- What to work on
Return the lines below verbatim, from the line containing "Can you spot the wave" through the line containing "[[56, 340]]", both included.

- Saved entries
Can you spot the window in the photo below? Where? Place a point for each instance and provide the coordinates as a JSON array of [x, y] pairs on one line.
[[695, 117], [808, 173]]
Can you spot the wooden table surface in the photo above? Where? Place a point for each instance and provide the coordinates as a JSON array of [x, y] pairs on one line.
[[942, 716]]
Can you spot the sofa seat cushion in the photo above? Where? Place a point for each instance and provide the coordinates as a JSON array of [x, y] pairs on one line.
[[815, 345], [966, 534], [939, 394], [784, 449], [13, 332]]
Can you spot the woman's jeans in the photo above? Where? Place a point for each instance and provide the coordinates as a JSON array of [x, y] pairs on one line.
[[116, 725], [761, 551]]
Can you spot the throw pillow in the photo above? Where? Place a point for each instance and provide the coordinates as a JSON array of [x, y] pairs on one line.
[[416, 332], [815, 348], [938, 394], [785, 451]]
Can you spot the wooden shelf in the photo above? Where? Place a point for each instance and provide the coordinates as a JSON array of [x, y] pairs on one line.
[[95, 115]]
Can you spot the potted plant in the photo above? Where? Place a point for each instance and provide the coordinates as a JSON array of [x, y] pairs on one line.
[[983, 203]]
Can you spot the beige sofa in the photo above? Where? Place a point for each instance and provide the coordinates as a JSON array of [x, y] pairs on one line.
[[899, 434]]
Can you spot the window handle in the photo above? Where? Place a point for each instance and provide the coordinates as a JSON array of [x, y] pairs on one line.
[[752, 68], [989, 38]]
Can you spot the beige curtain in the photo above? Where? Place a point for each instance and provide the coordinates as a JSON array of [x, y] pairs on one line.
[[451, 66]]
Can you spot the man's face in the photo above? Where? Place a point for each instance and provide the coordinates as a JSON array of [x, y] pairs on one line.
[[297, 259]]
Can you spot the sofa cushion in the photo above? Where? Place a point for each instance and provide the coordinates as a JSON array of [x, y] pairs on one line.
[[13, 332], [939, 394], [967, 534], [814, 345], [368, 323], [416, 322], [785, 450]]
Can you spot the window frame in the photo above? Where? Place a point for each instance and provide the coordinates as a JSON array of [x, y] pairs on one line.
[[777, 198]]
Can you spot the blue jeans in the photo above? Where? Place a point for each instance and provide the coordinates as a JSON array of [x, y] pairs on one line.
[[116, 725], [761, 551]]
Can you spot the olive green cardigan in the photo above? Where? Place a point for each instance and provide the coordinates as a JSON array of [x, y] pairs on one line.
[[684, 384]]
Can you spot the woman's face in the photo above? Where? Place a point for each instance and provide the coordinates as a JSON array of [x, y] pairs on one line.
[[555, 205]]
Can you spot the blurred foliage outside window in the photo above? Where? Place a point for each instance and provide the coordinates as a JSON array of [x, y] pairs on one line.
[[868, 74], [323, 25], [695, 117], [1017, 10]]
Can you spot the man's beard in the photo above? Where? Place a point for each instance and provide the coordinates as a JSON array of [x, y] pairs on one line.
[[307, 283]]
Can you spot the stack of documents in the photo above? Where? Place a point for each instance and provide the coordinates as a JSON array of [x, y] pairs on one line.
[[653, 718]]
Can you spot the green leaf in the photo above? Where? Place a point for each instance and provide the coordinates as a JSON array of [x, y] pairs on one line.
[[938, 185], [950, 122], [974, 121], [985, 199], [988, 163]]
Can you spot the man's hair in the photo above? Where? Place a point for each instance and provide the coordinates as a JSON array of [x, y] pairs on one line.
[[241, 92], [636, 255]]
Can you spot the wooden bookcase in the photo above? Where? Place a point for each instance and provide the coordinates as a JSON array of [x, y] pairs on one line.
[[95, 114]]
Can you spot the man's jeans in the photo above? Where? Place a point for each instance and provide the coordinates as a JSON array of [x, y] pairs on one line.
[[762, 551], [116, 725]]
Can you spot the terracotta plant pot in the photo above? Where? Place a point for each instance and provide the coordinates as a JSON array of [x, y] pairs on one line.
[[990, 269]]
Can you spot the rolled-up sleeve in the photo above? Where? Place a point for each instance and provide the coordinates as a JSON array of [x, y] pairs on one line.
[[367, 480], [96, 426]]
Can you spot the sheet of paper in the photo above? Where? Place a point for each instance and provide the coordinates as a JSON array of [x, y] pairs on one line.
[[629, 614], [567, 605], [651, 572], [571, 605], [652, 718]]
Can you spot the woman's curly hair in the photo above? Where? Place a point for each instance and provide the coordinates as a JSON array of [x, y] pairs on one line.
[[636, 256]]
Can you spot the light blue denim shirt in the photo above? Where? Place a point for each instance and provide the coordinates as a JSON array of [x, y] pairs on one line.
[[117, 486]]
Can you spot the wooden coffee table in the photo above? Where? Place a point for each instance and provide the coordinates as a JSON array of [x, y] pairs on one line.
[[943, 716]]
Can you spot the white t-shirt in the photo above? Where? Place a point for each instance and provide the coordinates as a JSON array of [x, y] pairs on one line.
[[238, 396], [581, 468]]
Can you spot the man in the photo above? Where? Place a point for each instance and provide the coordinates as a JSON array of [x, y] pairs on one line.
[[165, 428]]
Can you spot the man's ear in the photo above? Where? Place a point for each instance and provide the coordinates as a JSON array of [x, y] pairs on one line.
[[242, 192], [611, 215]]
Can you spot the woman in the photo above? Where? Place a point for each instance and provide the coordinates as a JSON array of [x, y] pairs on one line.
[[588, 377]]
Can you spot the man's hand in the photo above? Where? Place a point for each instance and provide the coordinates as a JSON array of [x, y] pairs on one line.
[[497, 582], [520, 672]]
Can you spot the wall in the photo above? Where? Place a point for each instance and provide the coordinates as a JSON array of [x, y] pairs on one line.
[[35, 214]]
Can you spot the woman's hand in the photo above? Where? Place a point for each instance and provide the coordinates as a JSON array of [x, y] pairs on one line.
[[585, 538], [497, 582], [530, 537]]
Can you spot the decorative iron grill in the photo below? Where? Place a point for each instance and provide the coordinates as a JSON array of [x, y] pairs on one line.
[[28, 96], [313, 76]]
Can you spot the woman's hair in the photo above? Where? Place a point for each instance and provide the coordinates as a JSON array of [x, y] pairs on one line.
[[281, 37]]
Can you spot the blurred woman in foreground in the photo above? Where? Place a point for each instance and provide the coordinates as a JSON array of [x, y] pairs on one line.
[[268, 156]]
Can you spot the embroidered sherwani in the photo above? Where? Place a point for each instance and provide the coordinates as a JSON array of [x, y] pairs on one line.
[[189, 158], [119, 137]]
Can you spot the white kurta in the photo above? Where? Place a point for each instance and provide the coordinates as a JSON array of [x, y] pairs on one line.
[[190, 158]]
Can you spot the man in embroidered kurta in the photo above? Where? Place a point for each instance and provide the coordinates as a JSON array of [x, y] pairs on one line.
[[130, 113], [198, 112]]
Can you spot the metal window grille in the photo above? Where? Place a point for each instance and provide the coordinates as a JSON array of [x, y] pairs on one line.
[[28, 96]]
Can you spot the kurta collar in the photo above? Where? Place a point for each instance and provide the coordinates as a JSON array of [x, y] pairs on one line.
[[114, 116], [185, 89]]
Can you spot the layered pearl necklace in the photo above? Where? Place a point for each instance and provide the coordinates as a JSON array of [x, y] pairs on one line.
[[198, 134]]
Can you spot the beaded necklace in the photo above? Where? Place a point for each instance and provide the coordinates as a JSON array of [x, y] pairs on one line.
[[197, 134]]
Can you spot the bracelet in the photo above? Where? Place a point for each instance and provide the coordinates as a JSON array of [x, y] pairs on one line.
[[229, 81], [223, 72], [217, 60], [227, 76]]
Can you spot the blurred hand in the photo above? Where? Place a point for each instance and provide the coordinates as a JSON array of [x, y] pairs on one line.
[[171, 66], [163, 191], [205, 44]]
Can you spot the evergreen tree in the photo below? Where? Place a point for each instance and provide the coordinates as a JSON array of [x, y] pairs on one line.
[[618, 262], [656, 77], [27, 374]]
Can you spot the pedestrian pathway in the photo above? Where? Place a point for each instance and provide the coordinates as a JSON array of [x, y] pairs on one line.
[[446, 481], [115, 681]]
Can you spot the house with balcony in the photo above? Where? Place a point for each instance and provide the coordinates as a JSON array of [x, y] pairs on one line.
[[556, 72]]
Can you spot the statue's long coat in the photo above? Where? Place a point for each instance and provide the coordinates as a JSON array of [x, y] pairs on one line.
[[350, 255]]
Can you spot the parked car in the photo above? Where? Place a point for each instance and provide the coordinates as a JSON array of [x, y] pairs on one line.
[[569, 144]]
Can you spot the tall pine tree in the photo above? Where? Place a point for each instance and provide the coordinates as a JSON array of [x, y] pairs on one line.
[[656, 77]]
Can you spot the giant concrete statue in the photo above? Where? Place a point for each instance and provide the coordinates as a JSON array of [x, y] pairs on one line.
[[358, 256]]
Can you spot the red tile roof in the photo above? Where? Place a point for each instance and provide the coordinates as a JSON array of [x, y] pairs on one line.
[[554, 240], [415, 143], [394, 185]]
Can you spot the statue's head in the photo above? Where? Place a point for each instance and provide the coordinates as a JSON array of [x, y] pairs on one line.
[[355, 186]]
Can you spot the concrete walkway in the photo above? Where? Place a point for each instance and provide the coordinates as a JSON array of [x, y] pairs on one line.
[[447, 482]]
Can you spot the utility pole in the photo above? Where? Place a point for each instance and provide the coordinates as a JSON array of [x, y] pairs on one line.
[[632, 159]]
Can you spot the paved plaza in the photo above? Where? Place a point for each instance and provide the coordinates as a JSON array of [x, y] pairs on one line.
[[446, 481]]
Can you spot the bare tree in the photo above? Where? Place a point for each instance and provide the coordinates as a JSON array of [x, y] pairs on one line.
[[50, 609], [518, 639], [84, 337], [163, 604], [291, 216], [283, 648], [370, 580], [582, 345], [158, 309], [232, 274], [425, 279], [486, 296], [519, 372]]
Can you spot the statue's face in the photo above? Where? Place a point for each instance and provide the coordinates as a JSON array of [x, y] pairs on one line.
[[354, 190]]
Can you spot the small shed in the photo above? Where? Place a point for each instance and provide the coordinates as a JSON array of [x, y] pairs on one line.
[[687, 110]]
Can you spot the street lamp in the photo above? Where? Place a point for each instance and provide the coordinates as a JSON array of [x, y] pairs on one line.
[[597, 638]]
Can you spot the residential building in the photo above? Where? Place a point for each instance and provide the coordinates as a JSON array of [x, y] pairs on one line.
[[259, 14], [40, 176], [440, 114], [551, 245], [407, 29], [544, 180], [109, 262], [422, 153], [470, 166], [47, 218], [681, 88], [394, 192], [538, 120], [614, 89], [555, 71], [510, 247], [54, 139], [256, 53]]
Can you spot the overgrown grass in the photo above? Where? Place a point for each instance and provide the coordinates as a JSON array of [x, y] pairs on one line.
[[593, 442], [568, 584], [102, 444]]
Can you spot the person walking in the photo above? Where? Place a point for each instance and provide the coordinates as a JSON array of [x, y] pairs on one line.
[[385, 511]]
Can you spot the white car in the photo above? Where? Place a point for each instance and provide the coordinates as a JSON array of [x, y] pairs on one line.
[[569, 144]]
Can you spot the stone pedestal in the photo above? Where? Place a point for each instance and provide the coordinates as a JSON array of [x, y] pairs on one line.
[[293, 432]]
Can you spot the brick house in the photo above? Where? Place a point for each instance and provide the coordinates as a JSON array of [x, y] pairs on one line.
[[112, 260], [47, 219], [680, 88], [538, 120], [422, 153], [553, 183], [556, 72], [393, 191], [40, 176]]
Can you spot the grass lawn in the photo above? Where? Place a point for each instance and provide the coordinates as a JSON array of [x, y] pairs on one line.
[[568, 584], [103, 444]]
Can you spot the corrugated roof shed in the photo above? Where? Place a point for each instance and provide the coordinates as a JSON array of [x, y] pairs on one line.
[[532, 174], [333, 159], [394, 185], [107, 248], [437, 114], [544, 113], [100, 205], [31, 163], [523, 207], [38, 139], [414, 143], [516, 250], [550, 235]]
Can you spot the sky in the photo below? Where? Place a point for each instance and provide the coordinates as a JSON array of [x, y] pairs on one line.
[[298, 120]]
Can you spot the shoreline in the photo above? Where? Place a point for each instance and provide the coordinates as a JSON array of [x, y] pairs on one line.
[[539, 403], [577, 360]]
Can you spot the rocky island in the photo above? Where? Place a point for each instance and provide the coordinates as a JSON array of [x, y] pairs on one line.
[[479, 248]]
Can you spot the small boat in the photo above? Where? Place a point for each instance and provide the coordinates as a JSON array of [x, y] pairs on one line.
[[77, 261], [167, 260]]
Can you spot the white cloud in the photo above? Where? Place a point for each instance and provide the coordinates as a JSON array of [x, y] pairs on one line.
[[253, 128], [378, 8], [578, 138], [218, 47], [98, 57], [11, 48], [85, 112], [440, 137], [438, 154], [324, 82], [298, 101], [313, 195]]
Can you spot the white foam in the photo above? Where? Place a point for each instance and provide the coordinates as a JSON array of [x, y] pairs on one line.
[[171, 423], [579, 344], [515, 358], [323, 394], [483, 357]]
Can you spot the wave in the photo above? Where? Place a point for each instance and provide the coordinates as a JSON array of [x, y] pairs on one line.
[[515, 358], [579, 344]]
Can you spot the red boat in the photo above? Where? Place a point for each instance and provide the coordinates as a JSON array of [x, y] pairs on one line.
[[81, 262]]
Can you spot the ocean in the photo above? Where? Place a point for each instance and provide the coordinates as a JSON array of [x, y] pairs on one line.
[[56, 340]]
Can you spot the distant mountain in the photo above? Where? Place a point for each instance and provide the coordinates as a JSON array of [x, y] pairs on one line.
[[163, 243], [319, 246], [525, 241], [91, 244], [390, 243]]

- Worked answer
Can you spot the wave in the photo above? Where? Place a point for each instance and provide the coordinates as a JSON array of [x, y] pairs on one line.
[[515, 358], [579, 344]]
Can you spot the red boat in the photo above? Where? Place a point for each instance and provide the coordinates as a JSON array of [x, y] pairs on one line.
[[81, 262]]
Can you spot the ocean in the photo above? Where? Place a point for each instance and provide the coordinates as a JSON array of [x, y] pairs on one line.
[[56, 340]]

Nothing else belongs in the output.